Reading passage.
* * *

Click on the image to get a full-scale look at the infrastructure surrounding the Santa Teresa border crossing. (358k)
Image courtesy of Verde
As recently as 2007, according to New Mexico state government, the average crossing time at Santa Teresa was 7 to 10 minutes, with some 140 commercial crossings per day, compared to up to three hours' time and 800 commercial crossings daily at El Paso.

Loads of Leverage
      The human connection behind the Foxconn deal is somebody who has worked both sides of the fence: Francisco "Pancho" Uranga, a native of Chihuahua City. He formerly led the industrial development agency for the State of Chihuahua. Today he is corporate vice president and chief business operations officer for Foxconn in Latin America, Mexico and Brazil, reporting directly to Taiwan-based CEO Terry Guo.
      Responsible for legal, taxes, customs, immigration, real estate, licensing and government negotiations on incentives and permits, he basically runs the shelter program for each business group of Foxconn, which then handle the manufacturing themselves.
      In a rare Foxconn interview, Uranga says the company's centralized-complex approach in Taiwan and China has not necessarily been replicated abroad, where different business groups are completely customer-focused and may have operations serving just one or two customers. Putting together multiple groups can be a challenge, especially when the customer doesn't want to be in Mexico.
      But now, says Uranga, the company is looking to consolidate operations around the world, and customers are driving to have more of a presence in Latin America because of fuel costs. From the company's perspective, he says, "working together, we can leverage many issues."

* * *

Tasks to complete.
1. List every area of responsibility that the article on Foxconn and the Santa Teresa crossing assigns to Francisco Uranga.
2. Answer these questions from the article on Foxconn and the Santa Teresa crossing, giving each answer on its own line with the matching letter.
(a) What was the average crossing time at Santa Teresa as recently as 2007?
(b) What city is Francisco Uranga a native of?
(c) According to Uranga, what is driving customers to want more of a presence in Latin America?
3. Carry on the article on Foxconn and the Santa Teresa crossing from its final sentence.

* * *

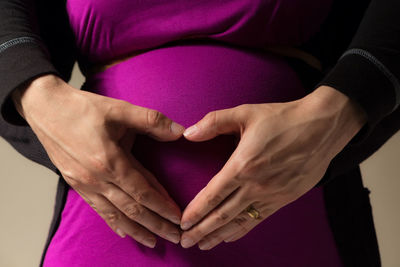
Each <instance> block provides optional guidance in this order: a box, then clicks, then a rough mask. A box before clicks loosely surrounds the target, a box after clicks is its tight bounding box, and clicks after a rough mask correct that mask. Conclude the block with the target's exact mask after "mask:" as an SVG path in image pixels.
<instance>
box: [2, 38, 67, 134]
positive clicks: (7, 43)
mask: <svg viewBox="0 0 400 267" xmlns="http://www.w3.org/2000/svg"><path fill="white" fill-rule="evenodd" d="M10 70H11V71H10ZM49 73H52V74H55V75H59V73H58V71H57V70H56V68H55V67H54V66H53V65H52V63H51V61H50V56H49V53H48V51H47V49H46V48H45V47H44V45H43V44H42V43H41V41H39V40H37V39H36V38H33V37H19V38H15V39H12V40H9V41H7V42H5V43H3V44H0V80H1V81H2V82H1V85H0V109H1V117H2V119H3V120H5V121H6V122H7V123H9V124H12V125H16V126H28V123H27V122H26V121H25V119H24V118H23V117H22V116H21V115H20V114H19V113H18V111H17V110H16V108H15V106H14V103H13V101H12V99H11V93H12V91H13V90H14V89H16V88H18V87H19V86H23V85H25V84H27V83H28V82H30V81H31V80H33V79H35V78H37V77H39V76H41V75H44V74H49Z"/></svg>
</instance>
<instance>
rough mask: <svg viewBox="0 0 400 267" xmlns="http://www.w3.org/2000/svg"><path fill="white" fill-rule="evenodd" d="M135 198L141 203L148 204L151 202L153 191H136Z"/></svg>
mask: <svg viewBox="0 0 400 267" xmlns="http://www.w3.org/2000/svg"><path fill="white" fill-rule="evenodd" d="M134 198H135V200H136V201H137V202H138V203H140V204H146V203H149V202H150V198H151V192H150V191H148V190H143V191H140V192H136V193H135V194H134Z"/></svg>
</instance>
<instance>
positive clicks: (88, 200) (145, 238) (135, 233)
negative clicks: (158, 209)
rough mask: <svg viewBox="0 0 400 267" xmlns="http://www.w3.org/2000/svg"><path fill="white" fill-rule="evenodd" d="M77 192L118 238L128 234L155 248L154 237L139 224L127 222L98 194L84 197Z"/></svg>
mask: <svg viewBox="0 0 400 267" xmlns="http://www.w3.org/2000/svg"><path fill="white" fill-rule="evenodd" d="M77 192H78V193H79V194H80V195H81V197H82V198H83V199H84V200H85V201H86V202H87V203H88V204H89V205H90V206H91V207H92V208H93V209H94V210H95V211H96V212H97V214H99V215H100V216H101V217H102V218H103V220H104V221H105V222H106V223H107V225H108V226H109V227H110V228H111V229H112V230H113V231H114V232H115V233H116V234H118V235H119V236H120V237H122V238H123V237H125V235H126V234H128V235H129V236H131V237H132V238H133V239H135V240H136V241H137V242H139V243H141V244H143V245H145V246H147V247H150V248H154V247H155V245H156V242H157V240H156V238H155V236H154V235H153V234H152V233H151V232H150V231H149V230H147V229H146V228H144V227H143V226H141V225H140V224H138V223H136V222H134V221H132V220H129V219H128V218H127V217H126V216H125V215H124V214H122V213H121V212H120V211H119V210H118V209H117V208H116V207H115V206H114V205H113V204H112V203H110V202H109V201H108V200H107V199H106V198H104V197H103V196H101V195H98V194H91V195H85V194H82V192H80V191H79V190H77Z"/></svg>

* * *

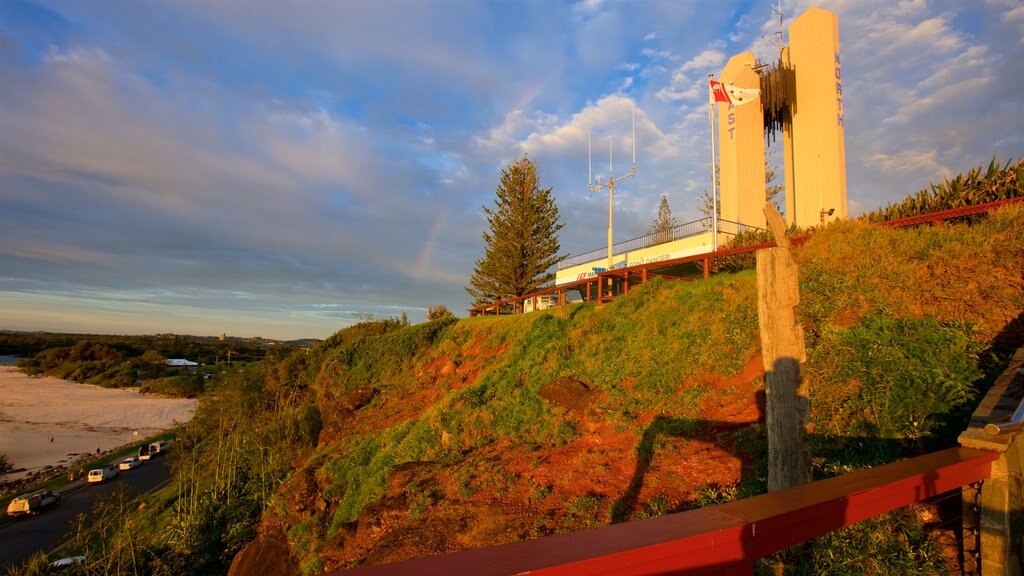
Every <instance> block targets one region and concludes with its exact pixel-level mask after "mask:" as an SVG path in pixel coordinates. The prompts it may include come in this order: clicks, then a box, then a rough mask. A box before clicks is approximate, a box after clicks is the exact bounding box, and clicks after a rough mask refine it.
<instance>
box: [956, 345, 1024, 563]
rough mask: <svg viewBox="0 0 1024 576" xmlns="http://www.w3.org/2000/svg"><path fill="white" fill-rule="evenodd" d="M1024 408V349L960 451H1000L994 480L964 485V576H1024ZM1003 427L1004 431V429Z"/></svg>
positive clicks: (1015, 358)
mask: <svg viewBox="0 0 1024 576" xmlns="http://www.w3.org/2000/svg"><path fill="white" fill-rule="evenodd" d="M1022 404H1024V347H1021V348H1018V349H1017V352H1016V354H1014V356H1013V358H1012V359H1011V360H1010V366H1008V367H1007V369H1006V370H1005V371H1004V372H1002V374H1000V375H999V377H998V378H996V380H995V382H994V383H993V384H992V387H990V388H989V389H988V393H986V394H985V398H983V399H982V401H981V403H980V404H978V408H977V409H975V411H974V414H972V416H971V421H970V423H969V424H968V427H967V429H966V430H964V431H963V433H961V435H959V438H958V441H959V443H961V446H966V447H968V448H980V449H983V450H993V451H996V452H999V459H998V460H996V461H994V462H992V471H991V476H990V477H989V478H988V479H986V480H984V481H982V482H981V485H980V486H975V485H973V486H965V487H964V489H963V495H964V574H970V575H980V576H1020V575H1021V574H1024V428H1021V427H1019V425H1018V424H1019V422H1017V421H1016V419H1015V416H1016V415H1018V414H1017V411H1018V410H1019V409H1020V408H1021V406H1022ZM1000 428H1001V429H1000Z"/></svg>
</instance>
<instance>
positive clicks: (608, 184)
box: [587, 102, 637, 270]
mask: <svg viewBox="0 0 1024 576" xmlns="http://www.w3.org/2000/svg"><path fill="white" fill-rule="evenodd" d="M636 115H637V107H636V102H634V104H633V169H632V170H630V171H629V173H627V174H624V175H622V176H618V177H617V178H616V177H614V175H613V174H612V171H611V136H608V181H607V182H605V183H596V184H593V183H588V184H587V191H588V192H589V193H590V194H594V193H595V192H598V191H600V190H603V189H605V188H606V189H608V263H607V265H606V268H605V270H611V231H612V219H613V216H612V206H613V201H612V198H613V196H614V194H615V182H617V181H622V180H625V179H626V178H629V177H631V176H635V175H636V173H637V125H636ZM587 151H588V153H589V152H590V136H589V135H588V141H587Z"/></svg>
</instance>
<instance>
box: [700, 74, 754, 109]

* * *

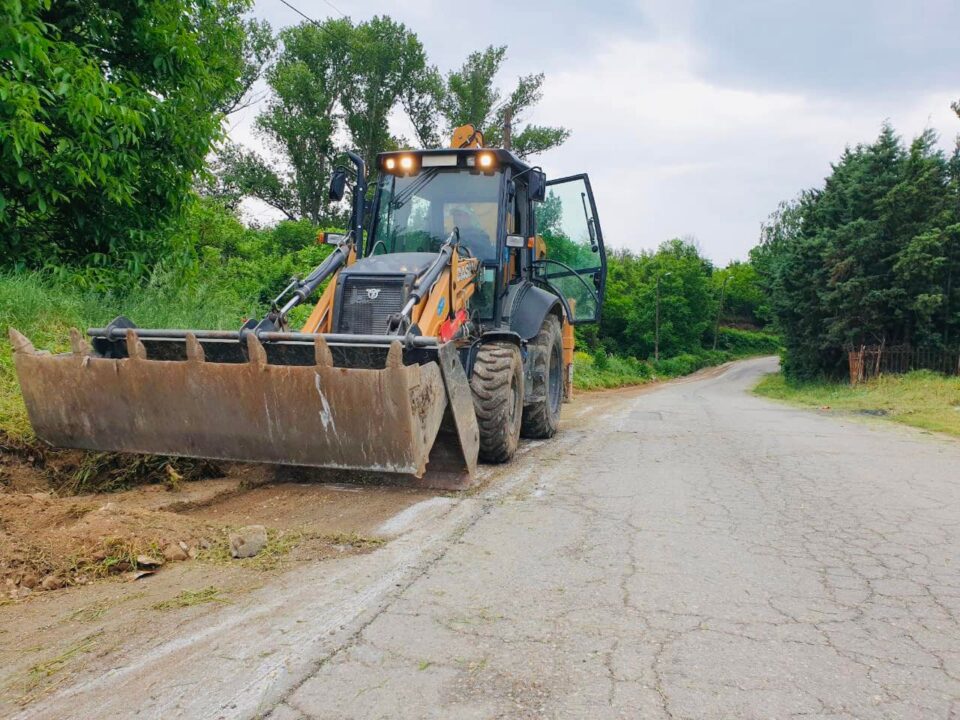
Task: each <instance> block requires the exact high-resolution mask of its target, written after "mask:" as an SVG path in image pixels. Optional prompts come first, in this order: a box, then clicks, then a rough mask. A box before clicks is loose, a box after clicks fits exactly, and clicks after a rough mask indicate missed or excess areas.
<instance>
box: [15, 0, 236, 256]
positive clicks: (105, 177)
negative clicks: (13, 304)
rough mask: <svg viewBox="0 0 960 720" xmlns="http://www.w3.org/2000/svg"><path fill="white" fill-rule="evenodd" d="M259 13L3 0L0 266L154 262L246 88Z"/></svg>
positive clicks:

* * *

Responses in order.
1.
Legal
Taxes
Customs
Immigration
Real estate
Licensing
Government negotiations on incentives and permits

2.
(a) 7 to 10 minutes
(b) Chihuahua City
(c) Fuel costs

3.
One Owner Means Quick Action
      The company is doing the same thing in Brazil, where it had no employees just a few years ago and now has 6,500 in Sao Paulo State and in Manaos. In Mexico, there are close to 12,000 employees at sites in Guadalajara, Reynosa and Chihuahua City.
      Foxconn had been looking for an opening for an integrated complex, as Uranga and others pushed for implementation of a free trade area – a concept that the State of Chihuahua had formalized before Uranga left the administration, but which awaited national government approval for some four years.
      When it came time for action, however, the whole process for the San Jeronimo project took exactly nine weeks from decision to location.
      "One day we are looking to expand in Juarez, and we get a phone call saying the free trade area has been approved," says Uranga. "I said, 'You have to be kidding.' I thought somebody was playing a joke, because they knew we were looking for land. I called Mexico City, and a friend in Customs said, 'Yes, it's been approved.' "
      Important to the Foxconn deal was a meeting in Beijing between Guo and Mexican President Felipe Calderon just two weeks before the Olympic Games.
      Uranga says there were only two sites that really made sense for the free trade area concept to work along the border, but the other candidate site, in Reynosa, will require a new bridge. What's more, the Mexican law requires a free trade area to be located next to a customs station, and not many stations have land adjacent to them.
      Helping make the case for San Jeronimo was consolidated land ownership as well, with nearly 50,000 acres (20,235 hectares) in the hands of one owner, Corporacion San Jeronimo, an entity associated with Mexican businessman Eloy Vallina, formerly of Grupo Chihuahua.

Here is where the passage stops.